**** Information supplied

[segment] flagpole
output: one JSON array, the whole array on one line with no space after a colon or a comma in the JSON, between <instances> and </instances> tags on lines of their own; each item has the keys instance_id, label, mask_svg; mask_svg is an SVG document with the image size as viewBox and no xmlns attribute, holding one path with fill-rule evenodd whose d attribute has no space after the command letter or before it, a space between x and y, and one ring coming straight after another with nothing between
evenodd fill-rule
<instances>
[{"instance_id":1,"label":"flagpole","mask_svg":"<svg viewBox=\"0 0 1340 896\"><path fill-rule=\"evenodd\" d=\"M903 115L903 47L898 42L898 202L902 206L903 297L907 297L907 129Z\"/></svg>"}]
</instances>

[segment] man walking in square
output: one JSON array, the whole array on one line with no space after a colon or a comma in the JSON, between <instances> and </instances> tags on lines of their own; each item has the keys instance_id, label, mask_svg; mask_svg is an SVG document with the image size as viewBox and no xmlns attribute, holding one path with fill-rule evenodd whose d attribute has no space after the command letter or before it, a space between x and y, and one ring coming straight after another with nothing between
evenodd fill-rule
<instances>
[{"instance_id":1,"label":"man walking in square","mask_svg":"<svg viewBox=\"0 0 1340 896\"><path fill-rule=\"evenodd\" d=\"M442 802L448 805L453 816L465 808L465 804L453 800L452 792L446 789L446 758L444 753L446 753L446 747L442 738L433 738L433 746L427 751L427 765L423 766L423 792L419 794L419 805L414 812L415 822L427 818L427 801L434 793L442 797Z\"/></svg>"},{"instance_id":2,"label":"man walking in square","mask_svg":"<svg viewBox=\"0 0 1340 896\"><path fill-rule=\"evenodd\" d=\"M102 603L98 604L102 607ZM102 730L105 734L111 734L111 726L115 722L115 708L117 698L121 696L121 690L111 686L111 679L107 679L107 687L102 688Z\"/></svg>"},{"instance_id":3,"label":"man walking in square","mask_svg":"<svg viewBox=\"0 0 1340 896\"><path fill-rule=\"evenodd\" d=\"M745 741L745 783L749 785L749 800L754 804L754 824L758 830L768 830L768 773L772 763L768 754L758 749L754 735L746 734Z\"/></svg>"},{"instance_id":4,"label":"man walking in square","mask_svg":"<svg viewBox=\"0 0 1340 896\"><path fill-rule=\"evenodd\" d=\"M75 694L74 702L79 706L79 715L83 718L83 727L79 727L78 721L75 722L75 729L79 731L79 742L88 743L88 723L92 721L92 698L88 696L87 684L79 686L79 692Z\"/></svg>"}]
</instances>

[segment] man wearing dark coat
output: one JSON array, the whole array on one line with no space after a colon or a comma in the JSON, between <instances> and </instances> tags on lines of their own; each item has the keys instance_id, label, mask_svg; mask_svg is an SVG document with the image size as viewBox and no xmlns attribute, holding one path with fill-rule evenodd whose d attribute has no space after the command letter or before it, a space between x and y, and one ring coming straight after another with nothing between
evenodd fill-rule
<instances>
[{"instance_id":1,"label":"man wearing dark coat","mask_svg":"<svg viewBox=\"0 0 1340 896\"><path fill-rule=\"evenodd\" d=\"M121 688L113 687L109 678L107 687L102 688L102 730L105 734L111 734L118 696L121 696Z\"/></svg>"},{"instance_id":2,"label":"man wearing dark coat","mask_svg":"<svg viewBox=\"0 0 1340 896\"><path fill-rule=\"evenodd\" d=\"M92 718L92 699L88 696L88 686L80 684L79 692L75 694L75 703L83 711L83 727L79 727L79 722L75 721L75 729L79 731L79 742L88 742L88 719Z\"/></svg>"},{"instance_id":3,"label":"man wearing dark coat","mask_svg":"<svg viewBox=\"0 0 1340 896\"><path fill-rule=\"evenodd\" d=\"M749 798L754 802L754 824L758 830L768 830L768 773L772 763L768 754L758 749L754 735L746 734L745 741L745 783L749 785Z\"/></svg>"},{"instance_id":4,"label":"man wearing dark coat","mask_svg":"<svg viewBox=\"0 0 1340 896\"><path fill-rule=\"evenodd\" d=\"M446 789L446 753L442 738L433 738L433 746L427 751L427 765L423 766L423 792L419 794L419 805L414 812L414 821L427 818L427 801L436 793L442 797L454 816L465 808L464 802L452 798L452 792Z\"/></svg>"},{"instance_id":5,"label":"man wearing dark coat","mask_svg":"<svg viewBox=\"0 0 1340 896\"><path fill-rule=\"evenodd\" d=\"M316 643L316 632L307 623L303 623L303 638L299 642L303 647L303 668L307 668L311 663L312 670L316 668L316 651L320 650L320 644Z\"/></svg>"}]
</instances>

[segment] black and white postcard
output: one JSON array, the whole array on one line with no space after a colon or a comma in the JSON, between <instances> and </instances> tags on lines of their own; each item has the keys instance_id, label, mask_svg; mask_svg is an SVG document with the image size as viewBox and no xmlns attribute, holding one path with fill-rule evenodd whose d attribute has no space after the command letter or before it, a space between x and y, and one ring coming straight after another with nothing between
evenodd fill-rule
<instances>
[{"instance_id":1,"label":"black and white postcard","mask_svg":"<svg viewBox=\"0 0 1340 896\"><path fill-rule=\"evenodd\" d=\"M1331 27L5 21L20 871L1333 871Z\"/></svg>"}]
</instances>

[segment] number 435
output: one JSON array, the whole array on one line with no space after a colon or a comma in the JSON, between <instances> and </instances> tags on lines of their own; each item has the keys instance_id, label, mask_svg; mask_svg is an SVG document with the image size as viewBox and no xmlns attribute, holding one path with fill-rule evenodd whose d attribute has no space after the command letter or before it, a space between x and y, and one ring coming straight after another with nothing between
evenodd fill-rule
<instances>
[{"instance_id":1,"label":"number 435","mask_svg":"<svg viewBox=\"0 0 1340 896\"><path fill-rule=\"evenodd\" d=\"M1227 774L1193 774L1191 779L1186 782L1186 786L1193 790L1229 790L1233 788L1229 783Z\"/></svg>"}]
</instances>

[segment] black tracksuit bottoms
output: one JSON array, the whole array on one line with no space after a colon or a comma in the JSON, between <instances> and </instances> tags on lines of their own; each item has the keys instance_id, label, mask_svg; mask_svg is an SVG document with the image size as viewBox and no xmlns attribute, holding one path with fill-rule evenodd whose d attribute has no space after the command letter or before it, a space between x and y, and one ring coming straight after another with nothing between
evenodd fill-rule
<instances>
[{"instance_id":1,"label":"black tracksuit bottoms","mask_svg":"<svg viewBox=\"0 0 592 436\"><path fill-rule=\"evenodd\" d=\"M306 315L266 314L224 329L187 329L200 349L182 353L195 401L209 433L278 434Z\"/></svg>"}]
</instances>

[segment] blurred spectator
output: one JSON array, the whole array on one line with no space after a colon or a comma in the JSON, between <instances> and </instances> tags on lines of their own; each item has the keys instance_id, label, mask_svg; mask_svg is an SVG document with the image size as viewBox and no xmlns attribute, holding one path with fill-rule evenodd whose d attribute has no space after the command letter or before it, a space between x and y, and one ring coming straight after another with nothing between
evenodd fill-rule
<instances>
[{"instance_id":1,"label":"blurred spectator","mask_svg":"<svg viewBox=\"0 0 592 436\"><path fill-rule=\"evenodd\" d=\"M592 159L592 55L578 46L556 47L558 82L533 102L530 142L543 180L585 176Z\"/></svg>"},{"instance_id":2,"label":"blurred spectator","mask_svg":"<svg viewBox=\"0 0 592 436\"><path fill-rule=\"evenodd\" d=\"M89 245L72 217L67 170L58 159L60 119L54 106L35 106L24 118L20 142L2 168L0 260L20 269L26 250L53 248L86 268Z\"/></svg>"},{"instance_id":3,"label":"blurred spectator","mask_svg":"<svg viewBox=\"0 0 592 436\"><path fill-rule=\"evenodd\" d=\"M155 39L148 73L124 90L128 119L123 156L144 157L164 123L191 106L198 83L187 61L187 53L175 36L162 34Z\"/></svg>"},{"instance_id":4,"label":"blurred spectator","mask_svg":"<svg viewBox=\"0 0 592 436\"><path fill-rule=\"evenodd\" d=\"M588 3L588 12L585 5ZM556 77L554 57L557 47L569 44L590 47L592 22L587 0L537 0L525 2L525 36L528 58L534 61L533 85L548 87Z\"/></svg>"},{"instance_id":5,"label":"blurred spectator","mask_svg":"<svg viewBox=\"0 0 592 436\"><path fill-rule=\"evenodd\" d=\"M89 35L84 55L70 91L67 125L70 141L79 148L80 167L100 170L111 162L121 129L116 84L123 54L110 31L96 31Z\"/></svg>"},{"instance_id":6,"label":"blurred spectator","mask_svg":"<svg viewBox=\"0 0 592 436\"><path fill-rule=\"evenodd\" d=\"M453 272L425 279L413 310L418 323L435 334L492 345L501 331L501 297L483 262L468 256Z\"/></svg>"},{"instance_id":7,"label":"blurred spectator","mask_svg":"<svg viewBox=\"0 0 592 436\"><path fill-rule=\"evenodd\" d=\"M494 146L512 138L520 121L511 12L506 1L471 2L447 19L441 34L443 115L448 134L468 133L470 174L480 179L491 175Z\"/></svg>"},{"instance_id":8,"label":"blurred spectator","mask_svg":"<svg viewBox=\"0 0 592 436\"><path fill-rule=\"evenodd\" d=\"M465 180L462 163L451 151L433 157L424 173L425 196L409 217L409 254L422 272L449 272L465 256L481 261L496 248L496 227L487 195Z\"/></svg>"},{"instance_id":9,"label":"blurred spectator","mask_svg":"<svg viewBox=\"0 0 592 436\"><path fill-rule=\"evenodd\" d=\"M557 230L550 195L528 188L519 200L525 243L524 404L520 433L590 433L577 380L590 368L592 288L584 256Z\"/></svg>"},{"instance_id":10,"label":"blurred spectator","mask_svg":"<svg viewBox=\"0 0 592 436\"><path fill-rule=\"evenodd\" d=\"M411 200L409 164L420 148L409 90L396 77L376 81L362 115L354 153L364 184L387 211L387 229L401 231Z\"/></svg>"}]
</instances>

********

* **Objective**: Pull out every line of the material above that contains the word "black", and copy each one unchanged.

* **Complete response**:
[segment] black and white postcard
[{"instance_id":1,"label":"black and white postcard","mask_svg":"<svg viewBox=\"0 0 1340 896\"><path fill-rule=\"evenodd\" d=\"M1331 27L5 21L20 871L1333 871Z\"/></svg>"}]
[segment] black tracksuit bottoms
[{"instance_id":1,"label":"black tracksuit bottoms","mask_svg":"<svg viewBox=\"0 0 592 436\"><path fill-rule=\"evenodd\" d=\"M306 315L266 314L224 329L187 329L200 349L182 353L195 401L209 433L278 434Z\"/></svg>"}]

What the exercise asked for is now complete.